◆ **文書の本文**
● ● ● ● ●
30歳バツイチ子ナシ独身女。不倫中の彼との間にできた子どもの中絶の記録。

病院に着き、写真を受け取るだけなのですぐ済むと思い、

彼には車を停めておいてもらい私一人で向かった。

 

受付に事情を話すと、産婦人科の窓口に行くように言われた。

産婦人科の窓口で同じように事情を伝え、近くのソファに腰掛ける。

 

忙しいのか、看護師が目の前を行ったり来たりするものの

なかなか声を掛けられなかった。

 

その間に、つい1週間前の事を思い出していた。

ここに来て、初めて自分のお腹の中の命を見せてもらったこと。

そして聞かせてもらった命の鼓動。

 

たった1週間前には、いや、今朝までは、まだ私のお腹の中で生きていたのだ。

でも今はもう、いない。

 

悲しみの感情がようやくだんだんと生まれてきて、ハンカチで目を覆った。
● ● ● ● ●
◆ **与えられた情報**
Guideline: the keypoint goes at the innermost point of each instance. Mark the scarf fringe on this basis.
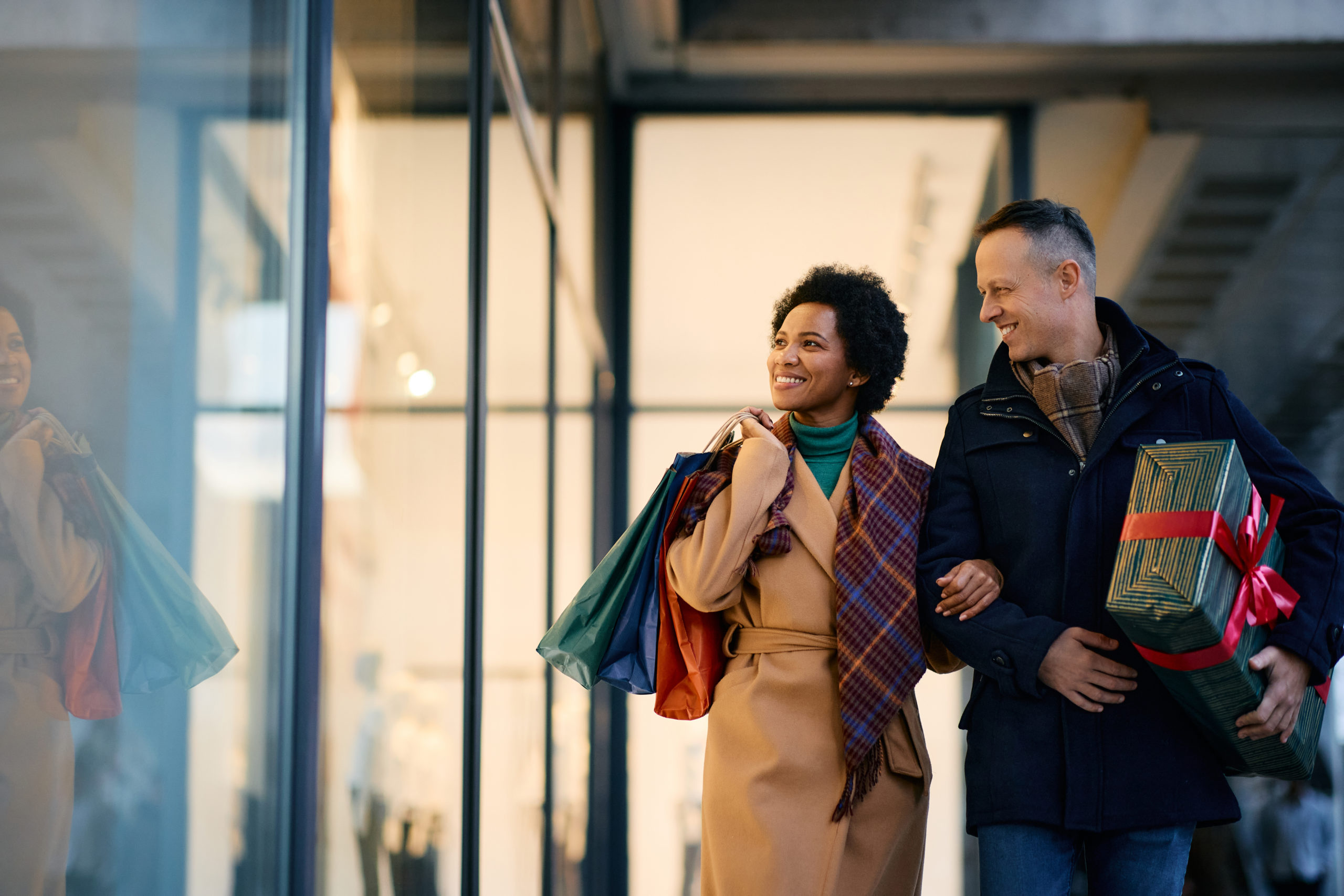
● ● ● ● ●
◆ **取り組む課題**
中絶の記録を綴った文章を、ハンカチで目を覆った場面の次から書き継ぐ。

◆ **課題への解答**
 

しばらくして看護師が近づいてきた。

 

1週間前に対応してくれた人とは違ったが、

私に関する情報共有はされているようだった。

 

看「画像はこれね。あれから、どうしたの?」

 

私「今日、紹介して頂いた別の病院で手術をしてきました…。」

 

看「そっか…。」

 

最後に、また会いましょう、というようなことを言われたと思う。

 

今度は、中絶ではなく、産むときに、という意味だろう。

そういう未来であればいいな、と思いながら産婦人科を後にした。

 

彼に「終わったよ」とLINEを入れ、病院の外に向かう。

 

病院の入口まで来てくれていた彼の車に乗り込んだ。

私が涙目になっていたので、彼は「なんで今?(^^; 」と少し笑った。

 

私「ここに来たら、1週間前には、まだお腹の中にいたんだよなって思って…。」

 

彼「そうか。…とりあえず街に出る前にガソリンスタンドで給油するよ?」

 

走り出した車の中、私一人の中でだんだんと感情が溢れだしてくる。

 

最初は咽び泣きだったが、押し寄せる感情に止まらなくなり、

ハンカチで顔を覆って「うわぁーー!」と声をあげて泣いた。

 

「わぁーーーー! うわぁーーーー! あぁーーーー!」

 

隣で運転していた彼は、見かねて途中の適当な駐車場に車を停めてくれた。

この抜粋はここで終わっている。